** start PROVIDED ENTRIES **

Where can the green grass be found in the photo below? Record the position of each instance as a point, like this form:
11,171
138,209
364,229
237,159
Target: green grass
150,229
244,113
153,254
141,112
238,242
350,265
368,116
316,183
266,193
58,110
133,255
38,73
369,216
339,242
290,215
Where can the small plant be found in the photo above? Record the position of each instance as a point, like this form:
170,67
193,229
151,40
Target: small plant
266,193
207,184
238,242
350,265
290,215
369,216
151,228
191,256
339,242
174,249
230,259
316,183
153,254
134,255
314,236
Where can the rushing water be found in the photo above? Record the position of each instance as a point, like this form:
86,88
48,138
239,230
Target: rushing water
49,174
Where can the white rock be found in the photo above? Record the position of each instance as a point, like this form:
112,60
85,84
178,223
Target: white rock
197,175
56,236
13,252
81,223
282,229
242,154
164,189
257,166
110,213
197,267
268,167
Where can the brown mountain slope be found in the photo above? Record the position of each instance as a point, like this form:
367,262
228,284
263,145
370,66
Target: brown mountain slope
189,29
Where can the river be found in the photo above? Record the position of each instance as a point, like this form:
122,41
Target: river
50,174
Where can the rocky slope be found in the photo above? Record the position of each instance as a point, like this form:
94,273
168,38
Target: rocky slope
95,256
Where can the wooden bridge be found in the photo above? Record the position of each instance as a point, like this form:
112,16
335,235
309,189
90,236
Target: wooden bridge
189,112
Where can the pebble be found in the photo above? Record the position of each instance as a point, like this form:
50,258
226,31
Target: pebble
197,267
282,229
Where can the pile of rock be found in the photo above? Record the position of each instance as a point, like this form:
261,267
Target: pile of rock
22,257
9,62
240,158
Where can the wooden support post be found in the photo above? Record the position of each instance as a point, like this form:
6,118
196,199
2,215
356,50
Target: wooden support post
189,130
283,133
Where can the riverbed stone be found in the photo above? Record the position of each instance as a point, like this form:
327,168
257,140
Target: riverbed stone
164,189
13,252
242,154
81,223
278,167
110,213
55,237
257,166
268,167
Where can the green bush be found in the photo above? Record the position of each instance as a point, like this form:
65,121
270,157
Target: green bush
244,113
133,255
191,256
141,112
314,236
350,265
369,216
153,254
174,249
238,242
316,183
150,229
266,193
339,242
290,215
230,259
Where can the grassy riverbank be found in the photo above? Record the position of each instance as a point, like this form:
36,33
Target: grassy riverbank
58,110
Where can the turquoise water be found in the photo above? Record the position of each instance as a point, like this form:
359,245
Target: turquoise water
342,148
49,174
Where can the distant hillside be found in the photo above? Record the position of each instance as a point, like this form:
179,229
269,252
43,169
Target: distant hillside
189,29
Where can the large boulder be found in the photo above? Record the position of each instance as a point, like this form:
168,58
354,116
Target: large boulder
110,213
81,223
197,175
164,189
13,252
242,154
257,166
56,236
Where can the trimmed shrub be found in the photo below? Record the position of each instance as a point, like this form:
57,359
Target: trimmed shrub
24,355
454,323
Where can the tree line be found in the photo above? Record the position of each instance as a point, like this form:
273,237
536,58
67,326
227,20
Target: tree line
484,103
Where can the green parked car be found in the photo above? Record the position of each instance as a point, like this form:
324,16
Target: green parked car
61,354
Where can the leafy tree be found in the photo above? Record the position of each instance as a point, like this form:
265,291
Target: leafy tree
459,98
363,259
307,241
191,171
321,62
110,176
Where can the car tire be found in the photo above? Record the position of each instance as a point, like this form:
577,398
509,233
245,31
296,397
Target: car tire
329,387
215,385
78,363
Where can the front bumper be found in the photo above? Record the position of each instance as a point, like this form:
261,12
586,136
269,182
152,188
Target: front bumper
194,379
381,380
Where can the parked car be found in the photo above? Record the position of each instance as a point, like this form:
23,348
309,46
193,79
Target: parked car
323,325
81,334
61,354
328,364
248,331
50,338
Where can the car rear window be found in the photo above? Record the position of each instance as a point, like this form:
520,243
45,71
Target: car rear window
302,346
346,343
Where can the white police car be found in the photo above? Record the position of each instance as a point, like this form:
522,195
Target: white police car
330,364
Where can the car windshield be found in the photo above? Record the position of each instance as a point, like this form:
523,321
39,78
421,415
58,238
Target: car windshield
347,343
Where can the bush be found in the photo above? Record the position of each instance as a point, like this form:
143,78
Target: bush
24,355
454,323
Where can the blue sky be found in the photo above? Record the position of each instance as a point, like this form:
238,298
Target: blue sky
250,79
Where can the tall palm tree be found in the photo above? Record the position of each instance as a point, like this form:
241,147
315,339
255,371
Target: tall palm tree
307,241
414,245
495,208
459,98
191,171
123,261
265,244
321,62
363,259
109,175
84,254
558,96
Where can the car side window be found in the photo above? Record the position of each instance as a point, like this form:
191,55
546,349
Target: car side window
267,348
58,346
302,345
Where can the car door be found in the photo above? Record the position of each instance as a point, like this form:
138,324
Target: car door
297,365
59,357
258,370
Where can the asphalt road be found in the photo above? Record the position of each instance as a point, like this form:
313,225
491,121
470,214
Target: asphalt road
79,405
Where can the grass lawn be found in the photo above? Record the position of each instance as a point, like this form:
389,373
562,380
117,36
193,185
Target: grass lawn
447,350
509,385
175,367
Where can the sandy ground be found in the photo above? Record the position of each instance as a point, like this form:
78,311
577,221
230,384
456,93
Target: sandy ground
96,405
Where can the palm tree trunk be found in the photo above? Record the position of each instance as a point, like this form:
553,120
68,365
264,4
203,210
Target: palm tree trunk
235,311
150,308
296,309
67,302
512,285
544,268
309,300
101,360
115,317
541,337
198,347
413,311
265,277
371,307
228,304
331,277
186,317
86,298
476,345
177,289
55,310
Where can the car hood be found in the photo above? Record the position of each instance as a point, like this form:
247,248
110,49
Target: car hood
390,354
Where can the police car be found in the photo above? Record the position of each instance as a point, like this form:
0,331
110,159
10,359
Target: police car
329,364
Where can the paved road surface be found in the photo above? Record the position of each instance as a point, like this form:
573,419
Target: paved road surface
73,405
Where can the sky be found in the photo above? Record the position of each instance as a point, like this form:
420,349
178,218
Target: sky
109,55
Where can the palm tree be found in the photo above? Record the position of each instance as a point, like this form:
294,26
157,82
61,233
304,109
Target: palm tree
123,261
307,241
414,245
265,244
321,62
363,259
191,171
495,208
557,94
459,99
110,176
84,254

** end PROVIDED ENTRIES **

## DIRECTIVE:
Rewrite every row above, changing each occurrence of "Target" to "Label" and leaving the rest unchanged.

## FINISHED TASK:
Where can the green grass be found in the photo below? Record the position of each instance as a point, like this form:
11,171
138,209
364,229
237,159
Label: green grass
150,229
244,113
153,254
141,112
238,242
350,265
368,116
316,183
266,193
58,110
133,255
38,73
369,216
339,242
290,215
Where can the small plant be found in the photo above? Record the position of each instance as a point, like this form:
170,67
193,229
151,40
Label: small plant
266,193
207,184
238,242
350,265
290,215
369,216
151,228
191,256
339,242
174,249
230,259
316,183
153,254
134,255
314,236
Where can the rushing water be found in the photo above? Record the position of each instance as a point, like this form:
86,88
48,138
239,230
Label: rushing water
49,174
Where can the white rock be found in the photo above? Record the position of each instance as a point, like this form:
112,60
85,84
178,223
Label: white rock
197,175
56,236
13,252
81,223
282,229
242,154
164,189
257,166
110,213
197,267
268,167
Where can the brown mountain slope be found in the photo above? Record the position of each instance as a point, like this form:
367,262
228,284
263,145
370,66
Label: brown mountain slope
189,29
Where can the river be found in the photo above? Record the position of each instance as a point, like this form:
122,41
Label: river
50,174
Where can the rocky slope be found in the photo above? Record the position of each instance as a point, like this form:
94,273
168,38
Label: rocky slope
95,256
Where can the wooden bridge be found in the photo above? Record the position of each instance as a point, like this form:
112,16
335,235
309,189
90,236
Label: wooden bridge
189,112
Where can the pebble be found in the photo above? Record the position of each instance as a point, like this form:
50,258
226,31
Label: pebble
197,267
282,229
Where can the pile of rock be found in the photo above? Record the position of each instance as a point, like this form:
261,267
Label: pile of rock
22,257
9,62
240,158
Where can the wooden support post be found in the photo above? Record the position of each instance as a point, like this form:
6,118
196,199
2,215
356,50
Label: wooden support post
189,130
283,133
Where can the riverbed stone be found in the photo above? Record the position of each instance as a point, like this form:
327,168
257,140
Label: riverbed stone
164,189
13,252
242,154
81,223
278,167
110,213
55,237
257,166
268,167
Where can the green bush be found in the photo above? Record the position of each instance as a point, like this form:
65,121
270,157
Label: green bush
244,113
133,255
191,256
141,112
314,236
350,265
369,216
153,254
174,249
238,242
316,183
150,229
266,193
339,242
290,215
230,259
Where can the grassy riverbank be found in the photo above? Record the position of each instance as a point, like this form:
36,33
Label: grassy riverbank
58,110
Where can the turquoise water be found in the photo above? Record the position of each instance as a point, like this form:
359,245
Label: turquoise water
342,148
49,174
Where can the distant hillside be found in the photo above? Record the position of each instance as a point, like this form:
179,229
269,252
43,169
Label: distant hillside
189,29
Where can the large boulder be found in the photo above? Record the position of each instance as a point, like this form:
168,58
354,116
Label: large boulder
110,213
81,223
197,175
164,189
13,252
242,154
257,166
56,236
Where can the trimmed shrub be found in the photo below? Record the position of each instance as a point, like this form:
57,359
Label: trimmed shrub
24,355
454,323
Where can the tree line be found in the photo above? Record the position of each instance as a point, like this form:
273,237
536,58
67,326
227,20
Label: tree line
484,103
Where can the green parked car be found in the photo above? Record the position of each instance as a point, like this form:
324,16
Label: green parked car
61,354
Where can the leafy tree be found in the photo above? Record the position of each instance as a point, like this form:
265,291
Label: leafy tree
459,98
363,259
307,241
191,171
321,62
110,176
Where can the car tire be found in the photo above? Record the position of each instance as a point, like this form:
577,398
509,233
245,31
296,397
Label: car tire
329,387
215,385
78,363
Where can the front bumper be found in the photo above? Record the position of each instance as a point, like this form:
261,12
586,136
269,182
152,188
Label: front bumper
194,379
381,380
Where can the parked car be found in the photo above? Record the position of each instance as a point, like this form:
23,348
309,46
193,79
Label: parked car
323,325
81,334
61,354
328,364
248,331
50,338
Where can the car rear window be found in the photo above? Record the position of each instance as a point, like this form:
520,243
45,71
Label: car rear window
302,346
346,343
Where can the white police car be found in the photo above? Record the position of each instance as a point, like this form:
522,195
Label: white police car
330,364
Where can the car windshield be found in the photo above? Record the position of each instance as a point, like this form:
523,321
39,78
421,415
58,238
Label: car windshield
347,343
Where can the bush be found in the photo above? Record the position of each instance as a point, like this form:
143,78
Label: bush
24,355
454,323
Where can the blue sky be found in the photo above? Record the position of each instance as a point, like this form:
238,298
Label: blue sky
250,79
Where can the tall palm tree be found in the photo above? Record the position of each instance as a point, like this form:
241,147
315,339
255,371
Label: tall palm tree
307,241
414,245
495,208
459,98
191,171
123,261
265,244
321,62
363,259
109,175
84,254
558,96
Where can the car side window be found in the photo above? Record the position of each instance as a point, like this form:
191,55
546,349
Label: car side window
267,348
58,346
302,345
Where can the car door be found in the photo above? Record the position of each instance as a point, like this form:
138,324
Label: car door
297,365
59,357
258,370
Where can the asphalt road be found in the photo above? Record the position of each instance as a point, like this form:
313,225
491,121
470,214
Label: asphalt road
79,405
Where can the grass lawn be found in the photo above? Record the position of each instance as a point, like this form:
389,373
562,380
117,36
193,185
Label: grass lawn
447,350
509,385
175,367
Where can the sandy ground be found in the photo above? Record the position of each instance as a point, like this form:
78,311
577,221
230,384
456,93
Label: sandy ground
96,405
Where can the palm tree trunk be found in the photo above? Record the position of each instance as a point, like this form:
553,120
68,365
264,4
203,210
Label: palm tree trunk
235,311
150,308
296,309
67,302
512,285
544,268
309,300
101,360
115,317
541,337
198,347
413,311
265,277
371,307
228,304
331,277
186,317
86,298
476,345
177,289
55,310
Where can the car hood be found in the photo above? Record the position of each instance as a point, like this form:
247,248
110,49
Label: car hood
390,354
Where can the police car be found in the photo above? Record the position of each instance as a point, like this form:
0,331
110,159
10,359
Label: police car
329,364
Where can the paved road surface be found in the photo above? Record the position of each instance as a point, like this form:
573,419
Label: paved road surface
73,405
Where can the sky be found in the photo above? Record the position of each instance as a point, like this form:
420,349
178,218
Label: sky
109,55
Where can the palm tree be found in the photo above? Record the position of each instance as a point, like this form:
294,26
157,82
61,233
304,109
Label: palm tree
123,261
307,241
414,245
265,244
321,62
363,259
191,171
495,208
557,94
459,99
110,176
84,254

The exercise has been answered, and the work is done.